#### [YOUR TASK]
Work out how many lines in the data hold the word "pink", and reply with that number only.

[Saved entries]
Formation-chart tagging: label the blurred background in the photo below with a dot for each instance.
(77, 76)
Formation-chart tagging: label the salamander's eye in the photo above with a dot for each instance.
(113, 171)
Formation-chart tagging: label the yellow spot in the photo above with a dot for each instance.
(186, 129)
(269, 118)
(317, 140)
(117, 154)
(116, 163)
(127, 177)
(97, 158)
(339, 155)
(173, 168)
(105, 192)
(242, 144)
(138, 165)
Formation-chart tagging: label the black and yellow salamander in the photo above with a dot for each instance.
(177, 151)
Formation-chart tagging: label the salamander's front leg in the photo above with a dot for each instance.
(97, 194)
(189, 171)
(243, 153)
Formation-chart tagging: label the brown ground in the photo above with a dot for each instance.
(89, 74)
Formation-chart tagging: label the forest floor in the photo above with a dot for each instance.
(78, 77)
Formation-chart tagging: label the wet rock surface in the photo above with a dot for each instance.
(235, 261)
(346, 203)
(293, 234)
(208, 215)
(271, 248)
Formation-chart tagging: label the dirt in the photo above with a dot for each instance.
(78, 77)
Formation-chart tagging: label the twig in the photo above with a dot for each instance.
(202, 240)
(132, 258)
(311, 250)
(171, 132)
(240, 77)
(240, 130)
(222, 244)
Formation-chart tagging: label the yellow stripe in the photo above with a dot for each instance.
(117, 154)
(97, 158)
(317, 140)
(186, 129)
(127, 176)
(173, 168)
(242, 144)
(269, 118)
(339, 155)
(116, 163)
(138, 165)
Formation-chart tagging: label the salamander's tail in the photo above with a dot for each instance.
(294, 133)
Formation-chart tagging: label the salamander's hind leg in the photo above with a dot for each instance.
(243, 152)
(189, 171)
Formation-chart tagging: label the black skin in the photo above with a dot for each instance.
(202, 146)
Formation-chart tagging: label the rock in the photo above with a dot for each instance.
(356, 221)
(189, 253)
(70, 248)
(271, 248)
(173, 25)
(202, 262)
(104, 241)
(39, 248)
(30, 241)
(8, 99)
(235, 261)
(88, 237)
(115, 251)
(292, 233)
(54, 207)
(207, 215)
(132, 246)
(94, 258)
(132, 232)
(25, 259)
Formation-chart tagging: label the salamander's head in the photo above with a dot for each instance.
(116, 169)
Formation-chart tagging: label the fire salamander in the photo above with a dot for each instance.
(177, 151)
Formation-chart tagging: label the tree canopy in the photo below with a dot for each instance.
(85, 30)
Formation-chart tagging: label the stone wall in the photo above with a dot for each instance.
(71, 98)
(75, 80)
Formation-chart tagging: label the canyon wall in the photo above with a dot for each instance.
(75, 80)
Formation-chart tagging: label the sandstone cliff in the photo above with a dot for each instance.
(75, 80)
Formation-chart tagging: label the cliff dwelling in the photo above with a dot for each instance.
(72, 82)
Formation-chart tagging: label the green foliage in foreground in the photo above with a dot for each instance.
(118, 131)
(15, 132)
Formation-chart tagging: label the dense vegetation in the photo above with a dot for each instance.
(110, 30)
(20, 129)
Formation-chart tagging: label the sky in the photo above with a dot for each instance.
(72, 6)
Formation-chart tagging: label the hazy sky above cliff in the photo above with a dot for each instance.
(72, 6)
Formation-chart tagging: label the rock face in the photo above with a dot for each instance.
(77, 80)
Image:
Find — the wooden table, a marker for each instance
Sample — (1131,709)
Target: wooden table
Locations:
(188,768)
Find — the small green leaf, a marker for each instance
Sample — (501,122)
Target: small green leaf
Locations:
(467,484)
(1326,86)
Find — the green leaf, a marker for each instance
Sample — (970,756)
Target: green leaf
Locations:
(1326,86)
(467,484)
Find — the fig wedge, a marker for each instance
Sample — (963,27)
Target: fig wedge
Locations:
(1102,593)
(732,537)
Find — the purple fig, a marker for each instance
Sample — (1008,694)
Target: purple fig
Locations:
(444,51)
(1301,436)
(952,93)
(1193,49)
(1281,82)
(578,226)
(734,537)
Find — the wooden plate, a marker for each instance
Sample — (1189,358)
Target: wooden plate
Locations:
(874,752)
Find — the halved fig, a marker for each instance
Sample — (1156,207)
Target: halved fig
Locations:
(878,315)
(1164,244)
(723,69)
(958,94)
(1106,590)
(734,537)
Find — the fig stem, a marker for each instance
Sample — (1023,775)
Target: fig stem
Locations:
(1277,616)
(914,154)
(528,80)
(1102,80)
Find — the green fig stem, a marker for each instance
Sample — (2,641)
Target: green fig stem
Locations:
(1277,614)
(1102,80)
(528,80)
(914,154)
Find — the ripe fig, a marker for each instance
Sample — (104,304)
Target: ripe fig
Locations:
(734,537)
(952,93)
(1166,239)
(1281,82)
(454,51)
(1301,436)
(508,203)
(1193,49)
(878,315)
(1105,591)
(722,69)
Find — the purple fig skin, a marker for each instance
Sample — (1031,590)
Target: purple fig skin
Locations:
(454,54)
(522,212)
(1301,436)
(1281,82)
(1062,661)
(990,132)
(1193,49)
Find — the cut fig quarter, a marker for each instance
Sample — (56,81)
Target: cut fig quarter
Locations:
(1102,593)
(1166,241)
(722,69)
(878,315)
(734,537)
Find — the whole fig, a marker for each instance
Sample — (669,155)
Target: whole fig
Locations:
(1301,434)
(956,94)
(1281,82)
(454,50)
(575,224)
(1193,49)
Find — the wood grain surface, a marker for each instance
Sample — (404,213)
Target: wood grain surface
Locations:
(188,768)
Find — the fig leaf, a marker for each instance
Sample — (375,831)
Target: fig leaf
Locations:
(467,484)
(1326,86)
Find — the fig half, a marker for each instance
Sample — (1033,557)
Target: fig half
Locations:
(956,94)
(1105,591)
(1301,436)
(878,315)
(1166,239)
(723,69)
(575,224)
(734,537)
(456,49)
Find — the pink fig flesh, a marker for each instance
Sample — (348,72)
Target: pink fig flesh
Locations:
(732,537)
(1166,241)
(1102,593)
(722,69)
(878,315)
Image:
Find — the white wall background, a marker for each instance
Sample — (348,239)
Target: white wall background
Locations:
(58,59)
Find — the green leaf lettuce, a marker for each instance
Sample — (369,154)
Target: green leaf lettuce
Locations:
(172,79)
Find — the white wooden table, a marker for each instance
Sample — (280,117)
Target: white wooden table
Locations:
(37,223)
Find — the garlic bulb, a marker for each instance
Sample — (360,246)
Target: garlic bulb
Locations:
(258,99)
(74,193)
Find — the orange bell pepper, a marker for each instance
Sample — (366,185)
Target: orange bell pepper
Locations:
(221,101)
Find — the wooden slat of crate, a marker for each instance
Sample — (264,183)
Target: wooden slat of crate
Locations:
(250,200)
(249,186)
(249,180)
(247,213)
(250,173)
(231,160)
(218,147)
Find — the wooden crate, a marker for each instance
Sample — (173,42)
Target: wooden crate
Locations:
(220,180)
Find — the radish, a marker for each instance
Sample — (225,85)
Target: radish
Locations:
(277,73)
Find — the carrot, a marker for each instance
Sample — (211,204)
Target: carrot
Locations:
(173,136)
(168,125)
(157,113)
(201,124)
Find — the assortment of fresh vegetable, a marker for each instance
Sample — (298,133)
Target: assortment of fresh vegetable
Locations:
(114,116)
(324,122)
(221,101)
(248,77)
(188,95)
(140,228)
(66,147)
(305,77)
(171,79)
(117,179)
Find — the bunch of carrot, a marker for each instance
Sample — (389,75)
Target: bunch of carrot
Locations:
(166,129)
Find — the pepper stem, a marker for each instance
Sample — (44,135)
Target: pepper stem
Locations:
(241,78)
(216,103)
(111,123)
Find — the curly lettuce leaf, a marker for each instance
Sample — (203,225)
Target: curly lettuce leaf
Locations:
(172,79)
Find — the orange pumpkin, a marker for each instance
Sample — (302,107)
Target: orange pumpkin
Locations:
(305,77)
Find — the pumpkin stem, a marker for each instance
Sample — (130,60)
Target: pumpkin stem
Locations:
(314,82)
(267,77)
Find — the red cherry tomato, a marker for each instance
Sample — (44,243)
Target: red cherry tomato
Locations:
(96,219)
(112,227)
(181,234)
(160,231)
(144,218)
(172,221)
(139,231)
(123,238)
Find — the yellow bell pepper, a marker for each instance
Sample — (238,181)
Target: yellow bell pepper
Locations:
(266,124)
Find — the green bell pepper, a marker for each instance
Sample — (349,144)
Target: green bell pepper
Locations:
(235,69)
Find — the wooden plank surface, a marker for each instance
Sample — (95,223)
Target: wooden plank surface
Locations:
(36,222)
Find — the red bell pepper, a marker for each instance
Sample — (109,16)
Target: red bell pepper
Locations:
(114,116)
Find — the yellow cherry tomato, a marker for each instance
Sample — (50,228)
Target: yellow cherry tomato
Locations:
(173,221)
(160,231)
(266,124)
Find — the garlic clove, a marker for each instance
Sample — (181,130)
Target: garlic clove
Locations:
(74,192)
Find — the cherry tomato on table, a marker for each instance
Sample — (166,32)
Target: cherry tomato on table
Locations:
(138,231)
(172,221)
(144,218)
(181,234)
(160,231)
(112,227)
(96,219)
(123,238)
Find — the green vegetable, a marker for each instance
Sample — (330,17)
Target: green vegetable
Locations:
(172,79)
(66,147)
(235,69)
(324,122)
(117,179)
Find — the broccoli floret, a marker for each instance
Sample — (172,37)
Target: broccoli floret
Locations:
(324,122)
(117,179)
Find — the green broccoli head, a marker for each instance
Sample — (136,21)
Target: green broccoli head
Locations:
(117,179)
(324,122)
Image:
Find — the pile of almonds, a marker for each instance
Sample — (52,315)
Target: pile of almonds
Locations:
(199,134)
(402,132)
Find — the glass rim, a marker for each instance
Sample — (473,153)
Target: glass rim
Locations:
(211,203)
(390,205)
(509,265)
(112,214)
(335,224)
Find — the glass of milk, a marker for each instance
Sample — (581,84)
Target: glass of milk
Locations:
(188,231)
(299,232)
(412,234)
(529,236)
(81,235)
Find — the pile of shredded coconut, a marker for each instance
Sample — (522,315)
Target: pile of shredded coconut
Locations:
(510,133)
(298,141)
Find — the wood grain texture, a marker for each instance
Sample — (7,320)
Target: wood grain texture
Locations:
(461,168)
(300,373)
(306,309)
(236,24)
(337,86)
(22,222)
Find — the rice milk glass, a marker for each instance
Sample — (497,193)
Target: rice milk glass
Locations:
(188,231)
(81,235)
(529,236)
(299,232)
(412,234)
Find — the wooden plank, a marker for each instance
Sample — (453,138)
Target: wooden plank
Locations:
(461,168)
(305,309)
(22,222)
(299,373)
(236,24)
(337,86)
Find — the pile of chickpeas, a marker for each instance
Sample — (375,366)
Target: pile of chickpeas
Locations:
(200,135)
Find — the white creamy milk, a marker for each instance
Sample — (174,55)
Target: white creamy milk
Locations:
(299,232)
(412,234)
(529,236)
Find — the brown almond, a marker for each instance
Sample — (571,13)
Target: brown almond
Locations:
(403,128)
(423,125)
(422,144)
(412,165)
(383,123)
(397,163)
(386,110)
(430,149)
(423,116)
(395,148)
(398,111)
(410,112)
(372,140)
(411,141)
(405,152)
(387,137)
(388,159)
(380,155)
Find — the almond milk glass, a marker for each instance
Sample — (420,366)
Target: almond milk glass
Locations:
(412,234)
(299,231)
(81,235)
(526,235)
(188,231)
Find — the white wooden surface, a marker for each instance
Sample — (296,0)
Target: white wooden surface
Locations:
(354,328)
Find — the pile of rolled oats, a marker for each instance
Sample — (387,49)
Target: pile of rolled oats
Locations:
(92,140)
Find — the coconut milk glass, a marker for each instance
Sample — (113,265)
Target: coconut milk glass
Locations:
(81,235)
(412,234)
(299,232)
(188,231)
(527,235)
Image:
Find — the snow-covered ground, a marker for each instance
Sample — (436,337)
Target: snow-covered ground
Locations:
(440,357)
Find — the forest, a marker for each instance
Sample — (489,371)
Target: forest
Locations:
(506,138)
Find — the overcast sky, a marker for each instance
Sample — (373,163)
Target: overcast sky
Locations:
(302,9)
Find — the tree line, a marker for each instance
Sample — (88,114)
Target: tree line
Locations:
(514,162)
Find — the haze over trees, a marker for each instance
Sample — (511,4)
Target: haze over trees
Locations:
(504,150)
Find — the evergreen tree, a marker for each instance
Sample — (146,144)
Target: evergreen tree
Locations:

#### [EXERCISE OUTPUT]
2